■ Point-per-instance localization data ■
◇ ◇ ◇ ◇ ◇ ◇ ◇

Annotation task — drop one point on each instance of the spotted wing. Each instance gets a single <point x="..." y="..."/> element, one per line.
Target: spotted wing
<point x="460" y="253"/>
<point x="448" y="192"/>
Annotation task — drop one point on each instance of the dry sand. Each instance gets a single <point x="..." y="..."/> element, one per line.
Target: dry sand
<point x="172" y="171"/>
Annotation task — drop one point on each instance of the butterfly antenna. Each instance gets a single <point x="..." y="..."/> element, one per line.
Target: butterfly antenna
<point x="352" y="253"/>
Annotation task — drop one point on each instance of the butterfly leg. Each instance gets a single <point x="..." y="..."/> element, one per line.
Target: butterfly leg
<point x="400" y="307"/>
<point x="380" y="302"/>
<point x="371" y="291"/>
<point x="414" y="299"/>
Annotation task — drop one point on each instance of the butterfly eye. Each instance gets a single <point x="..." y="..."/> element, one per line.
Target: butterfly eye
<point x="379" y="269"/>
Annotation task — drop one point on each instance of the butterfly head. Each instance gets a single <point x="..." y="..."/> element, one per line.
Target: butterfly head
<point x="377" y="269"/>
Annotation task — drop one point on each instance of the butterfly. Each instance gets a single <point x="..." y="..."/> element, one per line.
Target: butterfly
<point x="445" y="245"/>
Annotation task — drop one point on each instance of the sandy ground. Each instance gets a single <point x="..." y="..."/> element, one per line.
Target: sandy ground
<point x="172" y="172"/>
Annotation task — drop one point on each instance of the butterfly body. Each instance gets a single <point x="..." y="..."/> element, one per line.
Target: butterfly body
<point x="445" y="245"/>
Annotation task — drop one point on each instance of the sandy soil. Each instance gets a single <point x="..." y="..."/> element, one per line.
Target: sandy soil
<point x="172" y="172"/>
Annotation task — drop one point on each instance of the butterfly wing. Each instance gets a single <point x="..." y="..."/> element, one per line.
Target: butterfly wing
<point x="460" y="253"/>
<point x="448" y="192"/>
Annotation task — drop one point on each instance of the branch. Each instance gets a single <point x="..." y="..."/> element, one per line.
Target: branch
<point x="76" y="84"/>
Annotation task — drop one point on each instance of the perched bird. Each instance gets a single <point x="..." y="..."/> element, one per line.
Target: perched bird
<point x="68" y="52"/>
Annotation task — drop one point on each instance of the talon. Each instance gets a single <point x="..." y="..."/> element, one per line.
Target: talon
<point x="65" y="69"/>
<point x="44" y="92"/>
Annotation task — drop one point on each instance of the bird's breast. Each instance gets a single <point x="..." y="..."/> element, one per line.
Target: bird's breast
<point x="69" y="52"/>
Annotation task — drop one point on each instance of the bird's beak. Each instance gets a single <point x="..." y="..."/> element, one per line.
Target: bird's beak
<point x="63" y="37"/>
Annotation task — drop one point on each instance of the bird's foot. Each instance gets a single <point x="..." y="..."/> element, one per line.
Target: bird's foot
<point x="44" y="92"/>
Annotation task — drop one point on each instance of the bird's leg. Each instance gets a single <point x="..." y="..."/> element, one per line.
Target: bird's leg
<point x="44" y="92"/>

◇ ◇ ◇ ◇ ◇ ◇ ◇

■ Task description ■
Transcribe the data. Leave every line exactly as it is.

■ Exercise solution ■
Annotation task — drop one point on each instance of the spotted wing. Each instance gets a single <point x="..." y="..."/> element, one per line.
Target: spotted wing
<point x="460" y="253"/>
<point x="448" y="192"/>
Annotation task — drop one point on each instance of the dry sand. Each instance gets a single <point x="..." y="..."/> element, one per line.
Target: dry sand
<point x="172" y="171"/>
Annotation task — drop one point on each instance of the butterfly antenna. Each instance gets a single <point x="..." y="..."/> element, one per line.
Target: butterfly antenna
<point x="352" y="253"/>
Annotation task — drop one point on each instance of the butterfly leg. Each instance gets a single <point x="..." y="..."/> element, one per line.
Target: butterfly leg
<point x="400" y="307"/>
<point x="380" y="302"/>
<point x="371" y="291"/>
<point x="414" y="299"/>
Annotation task — drop one point on each instance of the butterfly eye. Each instance gets a single <point x="..." y="..."/> element, one per line.
Target: butterfly eye
<point x="379" y="269"/>
Annotation task — drop one point on each instance of the butterfly head. Each instance gets a single <point x="..." y="..."/> element, one per line.
Target: butterfly head
<point x="377" y="269"/>
Annotation task — drop one point on each instance of the butterfly. Each instance gets a single <point x="..." y="..."/> element, one per line.
Target: butterfly
<point x="445" y="245"/>
Annotation task — drop one point on each instance of the sandy ground. Each instance gets a single <point x="..." y="..."/> element, one per line.
Target: sandy ground
<point x="172" y="172"/>
Annotation task — drop one point on each instance of the butterfly body. Each instance gets a single <point x="..." y="..."/> element, one per line.
Target: butterfly body
<point x="445" y="245"/>
Annotation task — drop one point on each instance of the sandy soil. Each instance gets a single <point x="..." y="..."/> element, one per line.
Target: sandy soil
<point x="172" y="172"/>
Annotation task — drop one point on each instance of the butterfly wing. Each instance gets a single <point x="..." y="..."/> element, one per line.
Target: butterfly wing
<point x="460" y="253"/>
<point x="448" y="192"/>
Annotation task — drop one point on each instance of the branch. Each instance gets a single <point x="..." y="..."/> element, one per line.
Target: branch
<point x="76" y="84"/>
Annotation task — drop one point on each instance of the perched bird. Each instance gets a single <point x="..." y="..."/> element, one per line.
Target: perched bird
<point x="68" y="52"/>
Annotation task — drop one point on each instance of the talon. Each instance gets a single <point x="..." y="..."/> element, one per line.
Target: talon
<point x="65" y="69"/>
<point x="44" y="92"/>
Annotation task — drop one point on each instance of the bird's breast. Each instance gets a single <point x="..." y="..."/> element, one per line.
Target: bird's breast
<point x="69" y="52"/>
Annotation task — drop one point on each instance of the bird's beak. Each instance gets a single <point x="..." y="..."/> element, one per line.
Target: bird's beak
<point x="63" y="37"/>
Annotation task — drop one point on each instance of the bird's foot. Each instance gets a single <point x="..." y="..."/> element, one per line.
Target: bird's foot
<point x="44" y="92"/>
Annotation task — drop one point on each instance of the bird's leg. Each instance gets a single <point x="..." y="..."/> element, one per line.
Target: bird's leg
<point x="44" y="92"/>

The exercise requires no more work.